**Problem to work on**
Count how many lines in the records below contain the word "white". Reply with the number only.

**Input**
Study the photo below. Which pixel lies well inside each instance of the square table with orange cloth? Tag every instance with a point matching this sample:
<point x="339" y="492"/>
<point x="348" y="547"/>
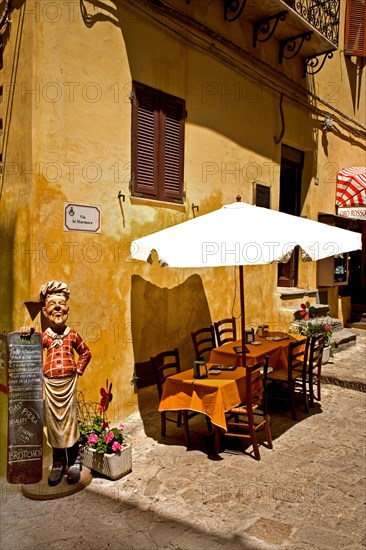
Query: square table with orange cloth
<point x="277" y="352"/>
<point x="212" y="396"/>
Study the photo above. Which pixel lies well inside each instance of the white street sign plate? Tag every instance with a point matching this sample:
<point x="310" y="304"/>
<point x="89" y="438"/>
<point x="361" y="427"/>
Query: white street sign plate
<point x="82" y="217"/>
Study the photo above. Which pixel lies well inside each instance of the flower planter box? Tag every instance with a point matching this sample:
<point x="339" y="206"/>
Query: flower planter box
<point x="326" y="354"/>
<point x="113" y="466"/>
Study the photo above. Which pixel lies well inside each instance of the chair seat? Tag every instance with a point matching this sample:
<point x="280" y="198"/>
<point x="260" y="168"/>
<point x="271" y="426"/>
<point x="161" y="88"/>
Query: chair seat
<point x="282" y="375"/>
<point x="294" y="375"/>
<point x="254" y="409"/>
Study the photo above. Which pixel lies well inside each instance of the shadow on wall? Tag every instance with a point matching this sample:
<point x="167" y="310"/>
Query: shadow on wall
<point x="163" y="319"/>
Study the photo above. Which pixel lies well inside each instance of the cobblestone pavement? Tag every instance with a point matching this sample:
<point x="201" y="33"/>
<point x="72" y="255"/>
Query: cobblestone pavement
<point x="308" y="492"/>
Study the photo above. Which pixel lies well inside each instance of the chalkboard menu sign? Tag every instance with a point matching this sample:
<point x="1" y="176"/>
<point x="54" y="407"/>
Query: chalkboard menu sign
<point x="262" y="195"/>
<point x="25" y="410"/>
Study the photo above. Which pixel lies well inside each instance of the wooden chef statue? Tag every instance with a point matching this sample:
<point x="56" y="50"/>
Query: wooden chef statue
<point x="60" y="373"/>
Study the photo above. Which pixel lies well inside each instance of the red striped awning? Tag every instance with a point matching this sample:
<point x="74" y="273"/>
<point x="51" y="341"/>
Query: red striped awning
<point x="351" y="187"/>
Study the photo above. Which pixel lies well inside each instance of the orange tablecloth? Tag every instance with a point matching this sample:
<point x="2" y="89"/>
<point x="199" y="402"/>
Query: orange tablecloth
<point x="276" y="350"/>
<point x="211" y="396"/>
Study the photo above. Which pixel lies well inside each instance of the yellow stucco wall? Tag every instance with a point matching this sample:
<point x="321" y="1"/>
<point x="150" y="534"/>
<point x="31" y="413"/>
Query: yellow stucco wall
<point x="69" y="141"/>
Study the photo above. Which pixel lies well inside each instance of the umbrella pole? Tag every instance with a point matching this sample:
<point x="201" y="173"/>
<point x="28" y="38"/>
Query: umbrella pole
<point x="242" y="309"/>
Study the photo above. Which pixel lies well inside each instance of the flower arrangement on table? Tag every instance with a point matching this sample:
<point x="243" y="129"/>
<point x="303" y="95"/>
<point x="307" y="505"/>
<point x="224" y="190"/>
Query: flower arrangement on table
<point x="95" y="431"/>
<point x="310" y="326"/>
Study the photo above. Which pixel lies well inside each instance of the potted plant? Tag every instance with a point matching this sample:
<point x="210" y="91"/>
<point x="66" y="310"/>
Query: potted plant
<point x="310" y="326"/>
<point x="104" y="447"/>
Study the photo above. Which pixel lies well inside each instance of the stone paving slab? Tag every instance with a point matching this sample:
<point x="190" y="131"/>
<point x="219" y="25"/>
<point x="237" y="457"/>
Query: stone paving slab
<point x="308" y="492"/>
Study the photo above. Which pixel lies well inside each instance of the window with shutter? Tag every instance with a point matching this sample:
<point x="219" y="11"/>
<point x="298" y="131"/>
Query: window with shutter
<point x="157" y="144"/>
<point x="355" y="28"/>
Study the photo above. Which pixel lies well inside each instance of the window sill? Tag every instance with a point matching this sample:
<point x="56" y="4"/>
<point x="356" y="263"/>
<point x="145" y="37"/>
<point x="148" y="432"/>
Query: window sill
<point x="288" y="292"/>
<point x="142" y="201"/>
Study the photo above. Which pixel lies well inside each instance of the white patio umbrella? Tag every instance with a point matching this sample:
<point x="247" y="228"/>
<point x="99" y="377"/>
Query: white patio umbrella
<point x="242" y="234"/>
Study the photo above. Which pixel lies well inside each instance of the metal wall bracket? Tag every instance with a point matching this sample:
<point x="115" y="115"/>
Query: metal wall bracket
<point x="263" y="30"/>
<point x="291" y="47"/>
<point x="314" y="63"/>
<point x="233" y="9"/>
* * *
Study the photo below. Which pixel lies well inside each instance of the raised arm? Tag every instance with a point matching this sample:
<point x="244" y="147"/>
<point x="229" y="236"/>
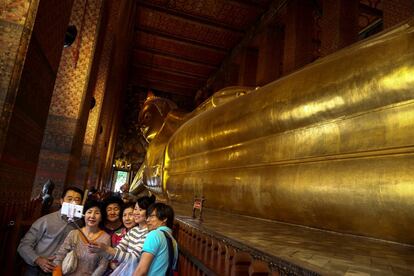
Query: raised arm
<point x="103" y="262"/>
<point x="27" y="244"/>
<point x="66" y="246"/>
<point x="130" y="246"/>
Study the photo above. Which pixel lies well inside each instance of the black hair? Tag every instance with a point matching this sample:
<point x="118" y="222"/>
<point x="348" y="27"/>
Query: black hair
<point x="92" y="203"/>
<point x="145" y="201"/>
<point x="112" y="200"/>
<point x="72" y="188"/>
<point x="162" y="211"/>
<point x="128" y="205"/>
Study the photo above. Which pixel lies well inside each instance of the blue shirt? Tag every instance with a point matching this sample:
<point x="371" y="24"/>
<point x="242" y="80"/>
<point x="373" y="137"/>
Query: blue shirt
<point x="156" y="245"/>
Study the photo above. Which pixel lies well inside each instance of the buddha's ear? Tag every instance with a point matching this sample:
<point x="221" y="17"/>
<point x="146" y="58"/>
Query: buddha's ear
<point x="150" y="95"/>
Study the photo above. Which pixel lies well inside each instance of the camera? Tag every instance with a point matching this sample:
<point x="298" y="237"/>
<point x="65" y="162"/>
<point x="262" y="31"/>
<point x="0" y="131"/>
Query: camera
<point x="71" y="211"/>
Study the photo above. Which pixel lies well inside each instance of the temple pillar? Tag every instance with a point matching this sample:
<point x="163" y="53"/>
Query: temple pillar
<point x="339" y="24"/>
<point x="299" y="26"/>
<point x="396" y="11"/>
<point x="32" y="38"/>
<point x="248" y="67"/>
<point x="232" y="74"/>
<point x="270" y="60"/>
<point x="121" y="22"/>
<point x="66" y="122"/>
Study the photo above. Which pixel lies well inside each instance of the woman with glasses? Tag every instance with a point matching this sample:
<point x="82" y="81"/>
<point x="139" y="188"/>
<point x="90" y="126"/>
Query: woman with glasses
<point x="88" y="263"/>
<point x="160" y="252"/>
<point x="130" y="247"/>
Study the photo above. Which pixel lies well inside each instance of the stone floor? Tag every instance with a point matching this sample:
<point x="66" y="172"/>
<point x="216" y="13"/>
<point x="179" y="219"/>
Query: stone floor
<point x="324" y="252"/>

**Reply**
4